◆ **Exercise prompt**:
Copy every line of the data that contains the string "abstract".

Natural language region descriptions:
▶
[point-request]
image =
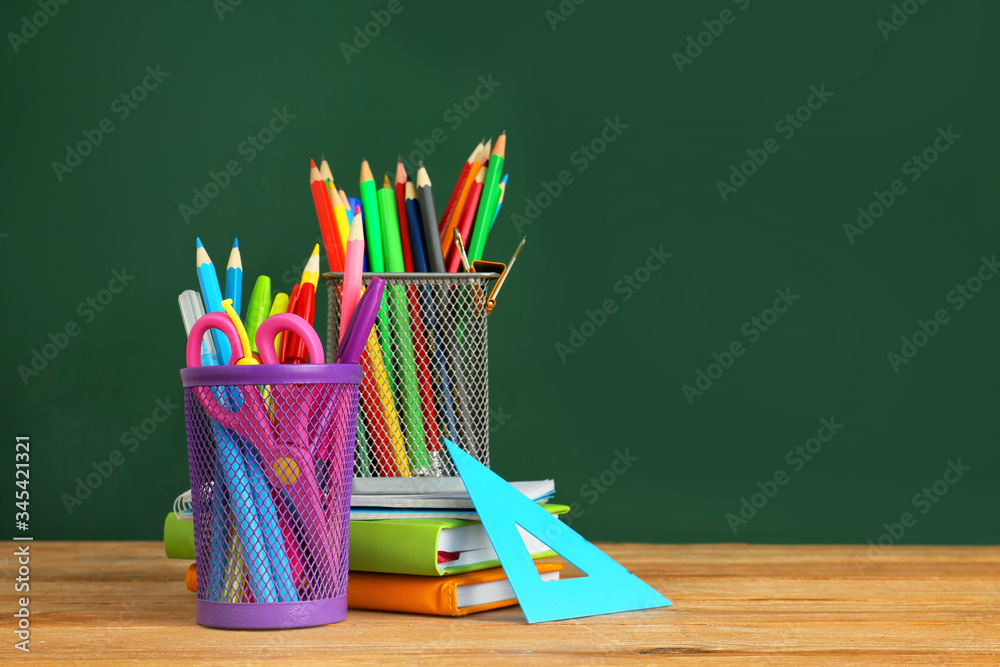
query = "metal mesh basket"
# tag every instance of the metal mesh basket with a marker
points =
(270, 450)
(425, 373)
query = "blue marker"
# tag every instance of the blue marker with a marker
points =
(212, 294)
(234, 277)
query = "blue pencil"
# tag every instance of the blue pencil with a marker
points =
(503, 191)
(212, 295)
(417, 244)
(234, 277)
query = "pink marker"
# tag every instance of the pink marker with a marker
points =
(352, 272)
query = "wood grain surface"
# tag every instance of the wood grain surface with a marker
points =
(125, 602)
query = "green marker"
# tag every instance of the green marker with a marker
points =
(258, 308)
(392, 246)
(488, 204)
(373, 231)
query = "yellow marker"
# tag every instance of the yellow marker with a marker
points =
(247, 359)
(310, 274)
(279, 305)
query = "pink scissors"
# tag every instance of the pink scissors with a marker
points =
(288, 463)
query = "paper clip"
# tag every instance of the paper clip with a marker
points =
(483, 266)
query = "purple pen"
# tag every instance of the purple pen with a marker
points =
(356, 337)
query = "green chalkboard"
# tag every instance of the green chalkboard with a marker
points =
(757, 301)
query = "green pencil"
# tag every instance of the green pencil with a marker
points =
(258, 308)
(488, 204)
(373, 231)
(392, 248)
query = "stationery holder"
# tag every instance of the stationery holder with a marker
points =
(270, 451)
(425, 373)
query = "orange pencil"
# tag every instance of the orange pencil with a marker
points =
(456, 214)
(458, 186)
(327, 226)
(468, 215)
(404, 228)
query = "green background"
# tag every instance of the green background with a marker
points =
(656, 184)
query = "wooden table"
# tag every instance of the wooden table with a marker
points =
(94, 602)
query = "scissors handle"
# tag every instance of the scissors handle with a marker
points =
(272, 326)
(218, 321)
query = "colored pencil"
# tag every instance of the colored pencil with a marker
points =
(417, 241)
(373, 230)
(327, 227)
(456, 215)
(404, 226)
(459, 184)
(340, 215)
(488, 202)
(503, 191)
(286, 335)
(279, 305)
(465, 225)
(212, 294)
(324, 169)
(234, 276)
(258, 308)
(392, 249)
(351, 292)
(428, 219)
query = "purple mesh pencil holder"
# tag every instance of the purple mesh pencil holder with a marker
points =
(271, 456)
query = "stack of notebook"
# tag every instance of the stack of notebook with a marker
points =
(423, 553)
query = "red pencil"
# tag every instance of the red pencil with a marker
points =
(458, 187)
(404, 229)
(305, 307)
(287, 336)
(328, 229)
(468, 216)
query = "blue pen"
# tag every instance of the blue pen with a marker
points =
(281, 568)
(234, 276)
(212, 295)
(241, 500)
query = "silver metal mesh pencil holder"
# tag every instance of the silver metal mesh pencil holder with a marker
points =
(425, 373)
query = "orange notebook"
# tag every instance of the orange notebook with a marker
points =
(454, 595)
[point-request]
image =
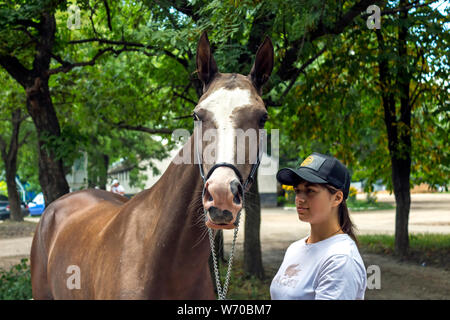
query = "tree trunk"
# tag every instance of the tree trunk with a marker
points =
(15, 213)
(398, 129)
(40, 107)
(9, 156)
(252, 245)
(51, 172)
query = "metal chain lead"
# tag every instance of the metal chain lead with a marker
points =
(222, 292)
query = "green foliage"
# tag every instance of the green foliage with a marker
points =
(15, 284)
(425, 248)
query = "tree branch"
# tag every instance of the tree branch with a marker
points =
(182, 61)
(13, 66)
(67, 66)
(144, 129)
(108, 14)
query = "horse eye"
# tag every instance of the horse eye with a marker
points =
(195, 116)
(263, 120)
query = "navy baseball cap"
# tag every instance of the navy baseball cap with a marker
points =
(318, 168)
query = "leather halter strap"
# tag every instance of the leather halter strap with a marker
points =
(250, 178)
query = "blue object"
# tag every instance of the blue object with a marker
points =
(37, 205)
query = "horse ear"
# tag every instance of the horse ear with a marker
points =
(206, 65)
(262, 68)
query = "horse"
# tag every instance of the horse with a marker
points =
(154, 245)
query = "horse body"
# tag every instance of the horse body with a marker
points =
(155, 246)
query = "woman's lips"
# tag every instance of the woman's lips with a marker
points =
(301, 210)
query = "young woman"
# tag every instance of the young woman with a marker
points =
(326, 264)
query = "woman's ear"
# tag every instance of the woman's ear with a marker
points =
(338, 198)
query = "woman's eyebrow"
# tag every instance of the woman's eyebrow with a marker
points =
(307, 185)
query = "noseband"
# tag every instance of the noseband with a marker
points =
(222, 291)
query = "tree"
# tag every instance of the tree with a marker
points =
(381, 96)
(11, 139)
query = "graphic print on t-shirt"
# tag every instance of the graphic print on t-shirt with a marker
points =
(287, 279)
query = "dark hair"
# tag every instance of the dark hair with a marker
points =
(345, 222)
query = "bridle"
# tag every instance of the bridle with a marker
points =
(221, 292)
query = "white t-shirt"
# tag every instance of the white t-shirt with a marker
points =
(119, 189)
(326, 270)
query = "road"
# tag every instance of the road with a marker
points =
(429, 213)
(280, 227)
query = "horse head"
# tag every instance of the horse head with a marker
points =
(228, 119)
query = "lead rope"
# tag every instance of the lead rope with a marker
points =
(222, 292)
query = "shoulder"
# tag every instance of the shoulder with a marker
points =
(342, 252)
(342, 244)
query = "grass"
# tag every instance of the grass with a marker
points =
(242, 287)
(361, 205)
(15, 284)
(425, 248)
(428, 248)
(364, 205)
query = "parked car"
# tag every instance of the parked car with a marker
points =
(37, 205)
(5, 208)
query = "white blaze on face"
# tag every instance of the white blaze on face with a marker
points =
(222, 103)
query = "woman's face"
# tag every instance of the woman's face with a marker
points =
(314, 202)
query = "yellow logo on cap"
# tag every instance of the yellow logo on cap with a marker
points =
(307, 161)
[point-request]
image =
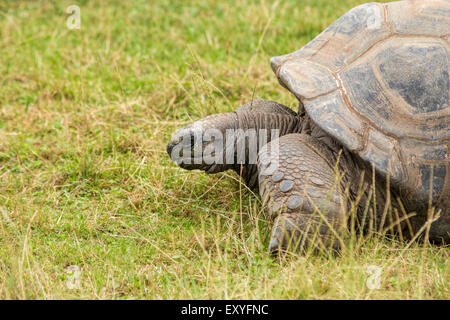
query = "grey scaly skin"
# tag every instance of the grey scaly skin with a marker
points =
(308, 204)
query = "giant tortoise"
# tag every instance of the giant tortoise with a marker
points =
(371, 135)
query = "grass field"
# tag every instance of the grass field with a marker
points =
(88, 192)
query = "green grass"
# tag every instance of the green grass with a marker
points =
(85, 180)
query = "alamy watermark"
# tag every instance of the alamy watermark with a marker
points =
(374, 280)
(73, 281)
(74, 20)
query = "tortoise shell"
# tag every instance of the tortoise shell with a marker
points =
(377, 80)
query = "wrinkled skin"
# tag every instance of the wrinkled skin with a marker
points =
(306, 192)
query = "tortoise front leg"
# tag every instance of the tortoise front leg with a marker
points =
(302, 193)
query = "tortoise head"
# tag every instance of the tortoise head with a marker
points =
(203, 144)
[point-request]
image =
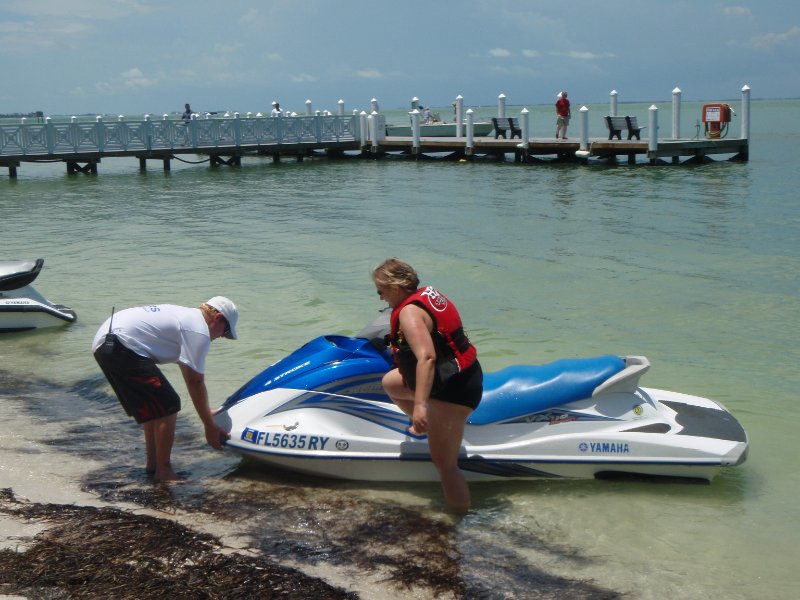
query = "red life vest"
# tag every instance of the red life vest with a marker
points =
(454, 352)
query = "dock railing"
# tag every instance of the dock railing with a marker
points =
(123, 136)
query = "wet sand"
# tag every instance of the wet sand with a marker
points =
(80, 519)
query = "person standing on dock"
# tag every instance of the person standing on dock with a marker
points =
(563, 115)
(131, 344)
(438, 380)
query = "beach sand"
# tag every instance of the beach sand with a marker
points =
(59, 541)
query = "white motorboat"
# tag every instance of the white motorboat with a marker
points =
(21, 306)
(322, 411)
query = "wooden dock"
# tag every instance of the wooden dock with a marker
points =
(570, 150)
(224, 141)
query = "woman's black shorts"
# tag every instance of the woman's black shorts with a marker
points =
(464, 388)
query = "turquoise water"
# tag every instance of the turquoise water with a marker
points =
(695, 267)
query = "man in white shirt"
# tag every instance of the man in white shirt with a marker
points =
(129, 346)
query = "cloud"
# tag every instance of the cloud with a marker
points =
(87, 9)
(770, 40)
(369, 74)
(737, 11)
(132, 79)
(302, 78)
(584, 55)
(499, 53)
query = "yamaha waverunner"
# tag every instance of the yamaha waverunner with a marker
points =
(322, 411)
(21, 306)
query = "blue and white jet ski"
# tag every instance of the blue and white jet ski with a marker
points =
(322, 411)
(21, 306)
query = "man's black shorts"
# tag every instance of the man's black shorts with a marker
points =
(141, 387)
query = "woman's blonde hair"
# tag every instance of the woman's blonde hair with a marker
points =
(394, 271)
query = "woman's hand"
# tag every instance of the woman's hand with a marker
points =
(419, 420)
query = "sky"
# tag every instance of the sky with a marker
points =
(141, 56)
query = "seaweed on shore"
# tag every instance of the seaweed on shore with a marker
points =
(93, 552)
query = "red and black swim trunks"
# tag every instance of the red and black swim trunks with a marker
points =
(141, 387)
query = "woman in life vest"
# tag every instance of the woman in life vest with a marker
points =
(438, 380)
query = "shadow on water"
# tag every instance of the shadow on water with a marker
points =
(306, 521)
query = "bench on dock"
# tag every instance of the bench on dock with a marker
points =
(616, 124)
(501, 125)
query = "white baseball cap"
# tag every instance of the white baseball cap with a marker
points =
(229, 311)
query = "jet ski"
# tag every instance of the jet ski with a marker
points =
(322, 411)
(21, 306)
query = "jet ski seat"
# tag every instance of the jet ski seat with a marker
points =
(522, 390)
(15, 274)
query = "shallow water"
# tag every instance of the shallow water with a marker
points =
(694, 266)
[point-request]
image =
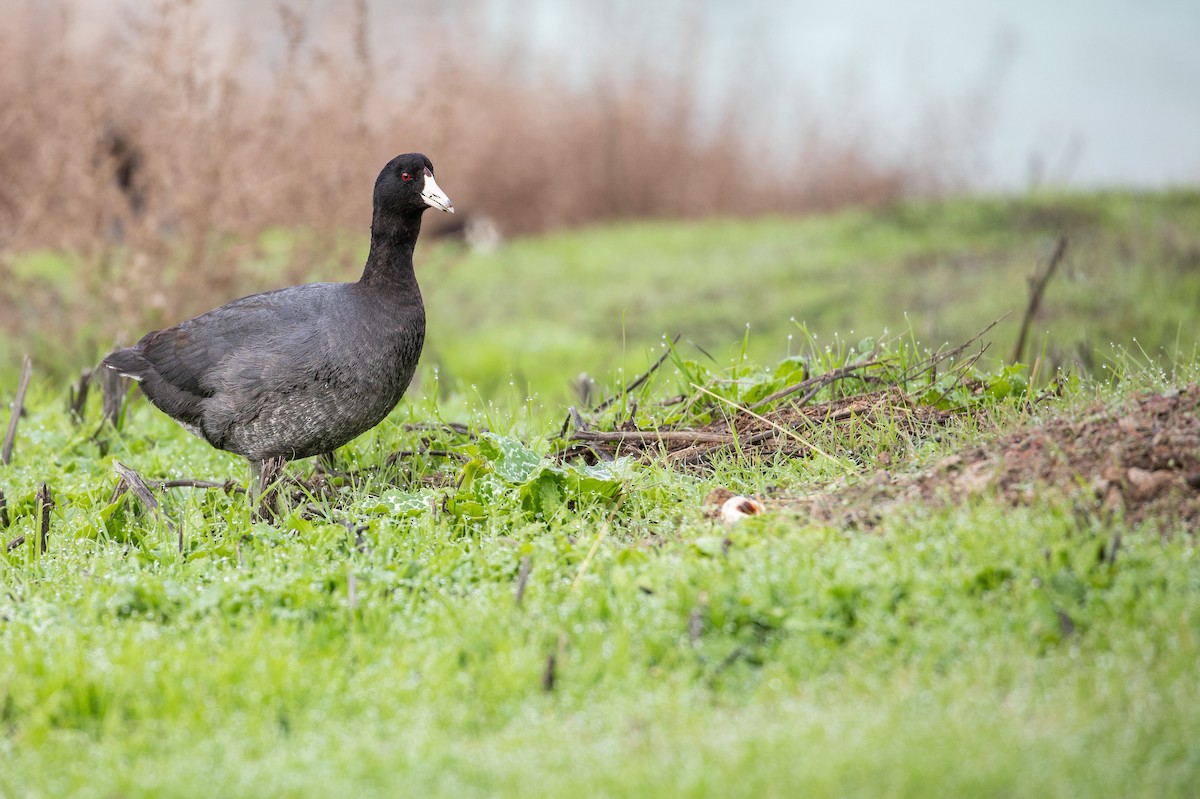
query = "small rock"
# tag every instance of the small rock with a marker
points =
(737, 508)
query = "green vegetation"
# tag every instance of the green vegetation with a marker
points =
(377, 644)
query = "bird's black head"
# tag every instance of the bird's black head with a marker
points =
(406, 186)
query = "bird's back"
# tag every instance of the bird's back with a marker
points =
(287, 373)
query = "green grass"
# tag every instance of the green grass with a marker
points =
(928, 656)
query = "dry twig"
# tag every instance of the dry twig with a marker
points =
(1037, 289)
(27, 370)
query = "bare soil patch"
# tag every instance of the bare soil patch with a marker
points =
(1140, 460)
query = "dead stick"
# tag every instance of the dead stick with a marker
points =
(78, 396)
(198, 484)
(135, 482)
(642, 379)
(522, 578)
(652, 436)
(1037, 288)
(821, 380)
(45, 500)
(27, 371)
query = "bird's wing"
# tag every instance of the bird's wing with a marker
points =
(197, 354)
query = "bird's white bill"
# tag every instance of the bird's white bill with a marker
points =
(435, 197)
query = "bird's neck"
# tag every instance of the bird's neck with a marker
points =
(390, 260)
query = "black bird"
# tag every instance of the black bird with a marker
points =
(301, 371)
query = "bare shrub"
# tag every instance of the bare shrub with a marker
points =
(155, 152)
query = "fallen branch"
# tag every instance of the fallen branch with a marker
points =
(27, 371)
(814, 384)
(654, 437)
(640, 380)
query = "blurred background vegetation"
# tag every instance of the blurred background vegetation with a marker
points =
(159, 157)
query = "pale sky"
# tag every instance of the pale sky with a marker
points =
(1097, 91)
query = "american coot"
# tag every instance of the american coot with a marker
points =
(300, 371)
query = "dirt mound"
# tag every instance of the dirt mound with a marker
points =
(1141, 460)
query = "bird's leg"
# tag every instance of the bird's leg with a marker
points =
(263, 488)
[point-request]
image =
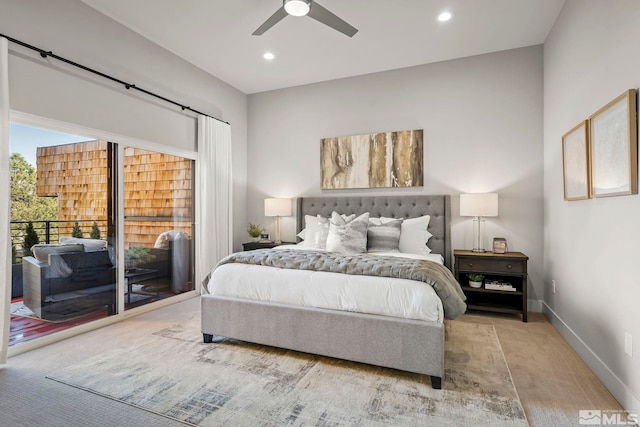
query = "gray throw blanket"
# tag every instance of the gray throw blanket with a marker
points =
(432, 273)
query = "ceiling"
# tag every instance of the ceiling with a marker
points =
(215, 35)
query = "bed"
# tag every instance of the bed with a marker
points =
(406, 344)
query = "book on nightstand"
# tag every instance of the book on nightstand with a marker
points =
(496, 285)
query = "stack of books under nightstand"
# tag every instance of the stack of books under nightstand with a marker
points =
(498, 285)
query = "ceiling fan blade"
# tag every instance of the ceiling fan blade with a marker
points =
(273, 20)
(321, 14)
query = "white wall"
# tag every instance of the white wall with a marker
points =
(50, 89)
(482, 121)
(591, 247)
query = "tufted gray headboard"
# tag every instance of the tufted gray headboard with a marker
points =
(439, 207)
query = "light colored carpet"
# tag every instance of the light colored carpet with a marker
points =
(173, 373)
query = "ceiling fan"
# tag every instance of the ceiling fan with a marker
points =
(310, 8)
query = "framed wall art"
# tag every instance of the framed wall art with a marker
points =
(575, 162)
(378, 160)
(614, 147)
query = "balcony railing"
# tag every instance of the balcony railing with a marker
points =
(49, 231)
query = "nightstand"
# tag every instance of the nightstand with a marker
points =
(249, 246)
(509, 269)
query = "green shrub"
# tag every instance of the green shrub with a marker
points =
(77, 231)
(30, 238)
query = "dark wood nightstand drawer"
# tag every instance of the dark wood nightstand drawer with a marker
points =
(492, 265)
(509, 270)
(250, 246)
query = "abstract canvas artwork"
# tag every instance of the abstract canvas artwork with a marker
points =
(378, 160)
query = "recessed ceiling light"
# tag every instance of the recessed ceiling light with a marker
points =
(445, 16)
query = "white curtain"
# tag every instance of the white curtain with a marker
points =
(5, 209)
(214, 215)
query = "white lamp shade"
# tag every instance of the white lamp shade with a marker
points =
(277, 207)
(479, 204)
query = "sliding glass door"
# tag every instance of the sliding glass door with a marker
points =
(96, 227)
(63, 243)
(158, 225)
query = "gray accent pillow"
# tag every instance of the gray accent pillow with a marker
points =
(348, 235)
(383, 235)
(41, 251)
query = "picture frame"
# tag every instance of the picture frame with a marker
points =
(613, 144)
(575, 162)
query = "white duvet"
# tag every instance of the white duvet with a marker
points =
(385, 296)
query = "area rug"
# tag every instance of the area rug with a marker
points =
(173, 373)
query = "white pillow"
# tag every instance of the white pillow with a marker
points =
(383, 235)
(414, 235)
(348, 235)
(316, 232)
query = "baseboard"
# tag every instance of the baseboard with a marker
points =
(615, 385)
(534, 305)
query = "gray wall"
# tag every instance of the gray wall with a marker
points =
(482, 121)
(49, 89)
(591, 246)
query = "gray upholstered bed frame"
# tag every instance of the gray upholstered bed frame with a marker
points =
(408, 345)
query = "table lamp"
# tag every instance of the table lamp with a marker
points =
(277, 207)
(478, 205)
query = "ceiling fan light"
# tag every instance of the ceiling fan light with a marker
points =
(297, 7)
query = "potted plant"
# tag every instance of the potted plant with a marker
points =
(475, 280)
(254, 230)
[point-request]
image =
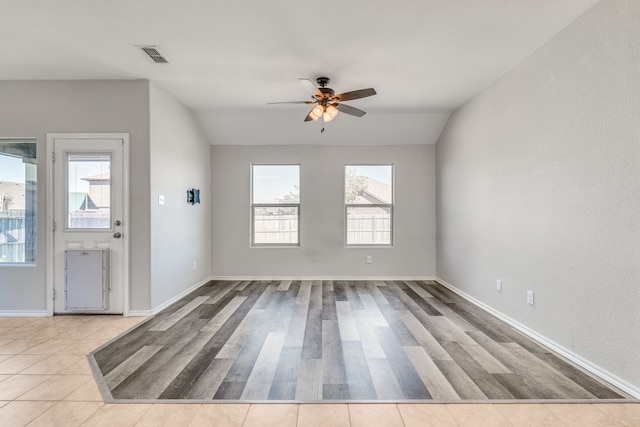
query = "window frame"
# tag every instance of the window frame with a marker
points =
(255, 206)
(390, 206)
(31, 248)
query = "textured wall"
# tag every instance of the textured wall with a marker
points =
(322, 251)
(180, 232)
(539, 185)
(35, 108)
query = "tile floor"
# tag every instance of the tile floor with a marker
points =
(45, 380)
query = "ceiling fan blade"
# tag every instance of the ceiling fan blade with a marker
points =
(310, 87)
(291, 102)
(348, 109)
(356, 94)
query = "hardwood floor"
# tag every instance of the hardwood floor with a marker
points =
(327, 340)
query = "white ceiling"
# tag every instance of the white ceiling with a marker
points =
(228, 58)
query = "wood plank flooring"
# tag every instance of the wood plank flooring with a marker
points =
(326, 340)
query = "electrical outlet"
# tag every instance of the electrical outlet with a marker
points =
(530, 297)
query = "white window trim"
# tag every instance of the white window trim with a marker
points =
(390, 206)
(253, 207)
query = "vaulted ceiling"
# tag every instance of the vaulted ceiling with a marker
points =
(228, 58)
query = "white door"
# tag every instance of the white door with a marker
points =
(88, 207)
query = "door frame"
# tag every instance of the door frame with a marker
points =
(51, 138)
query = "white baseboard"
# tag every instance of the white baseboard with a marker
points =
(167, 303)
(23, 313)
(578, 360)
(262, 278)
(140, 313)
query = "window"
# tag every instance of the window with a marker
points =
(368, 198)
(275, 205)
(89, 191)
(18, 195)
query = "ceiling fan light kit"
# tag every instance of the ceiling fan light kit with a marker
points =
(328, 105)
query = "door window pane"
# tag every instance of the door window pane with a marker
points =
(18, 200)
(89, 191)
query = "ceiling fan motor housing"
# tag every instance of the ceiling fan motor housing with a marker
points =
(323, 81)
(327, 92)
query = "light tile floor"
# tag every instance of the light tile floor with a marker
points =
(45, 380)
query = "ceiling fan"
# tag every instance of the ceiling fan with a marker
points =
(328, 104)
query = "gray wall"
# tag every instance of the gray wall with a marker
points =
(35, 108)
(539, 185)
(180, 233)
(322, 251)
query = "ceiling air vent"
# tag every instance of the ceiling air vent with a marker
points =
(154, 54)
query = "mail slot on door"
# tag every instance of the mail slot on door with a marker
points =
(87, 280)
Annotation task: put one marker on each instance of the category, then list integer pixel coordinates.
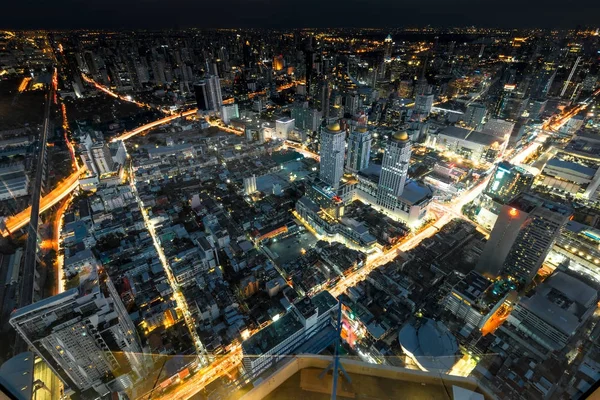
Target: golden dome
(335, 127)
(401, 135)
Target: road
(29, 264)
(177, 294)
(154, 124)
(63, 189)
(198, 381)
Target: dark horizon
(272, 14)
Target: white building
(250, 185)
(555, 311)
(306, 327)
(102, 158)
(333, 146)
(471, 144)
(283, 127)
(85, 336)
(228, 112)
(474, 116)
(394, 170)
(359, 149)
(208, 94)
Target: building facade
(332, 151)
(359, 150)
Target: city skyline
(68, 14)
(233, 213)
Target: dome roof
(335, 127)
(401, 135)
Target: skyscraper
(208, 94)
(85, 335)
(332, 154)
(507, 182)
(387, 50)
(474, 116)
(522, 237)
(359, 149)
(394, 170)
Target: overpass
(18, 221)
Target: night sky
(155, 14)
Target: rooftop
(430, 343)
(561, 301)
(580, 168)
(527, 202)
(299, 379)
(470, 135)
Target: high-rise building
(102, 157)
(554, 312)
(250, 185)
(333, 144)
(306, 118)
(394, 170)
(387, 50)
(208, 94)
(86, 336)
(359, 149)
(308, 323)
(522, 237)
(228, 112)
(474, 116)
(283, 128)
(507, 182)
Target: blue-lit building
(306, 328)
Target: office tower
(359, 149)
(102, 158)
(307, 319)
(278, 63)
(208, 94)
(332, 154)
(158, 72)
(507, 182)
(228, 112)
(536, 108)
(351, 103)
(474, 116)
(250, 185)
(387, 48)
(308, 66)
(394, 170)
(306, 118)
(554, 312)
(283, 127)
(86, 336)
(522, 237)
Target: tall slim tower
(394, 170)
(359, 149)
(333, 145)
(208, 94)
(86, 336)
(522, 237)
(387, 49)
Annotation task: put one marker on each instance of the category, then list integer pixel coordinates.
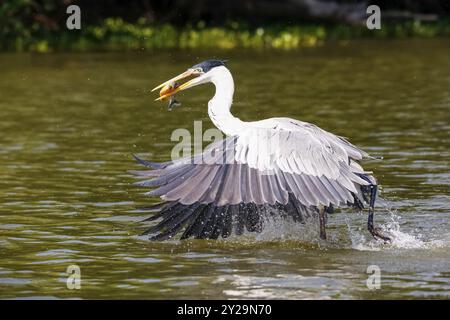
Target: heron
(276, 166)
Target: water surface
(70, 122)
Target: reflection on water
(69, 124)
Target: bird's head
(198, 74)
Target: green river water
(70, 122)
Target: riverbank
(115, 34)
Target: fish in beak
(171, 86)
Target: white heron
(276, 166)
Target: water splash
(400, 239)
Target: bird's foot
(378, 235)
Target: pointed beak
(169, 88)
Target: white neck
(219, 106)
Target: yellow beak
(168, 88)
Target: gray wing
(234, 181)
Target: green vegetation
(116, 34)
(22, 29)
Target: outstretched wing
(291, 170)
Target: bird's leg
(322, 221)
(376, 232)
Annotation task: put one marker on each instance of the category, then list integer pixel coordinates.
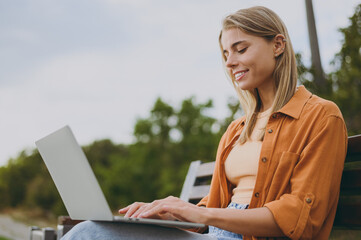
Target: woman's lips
◀
◆ **Written response**:
query = "abstract canvas artwork"
# tag every instance of the abstract canvas artwork with a marker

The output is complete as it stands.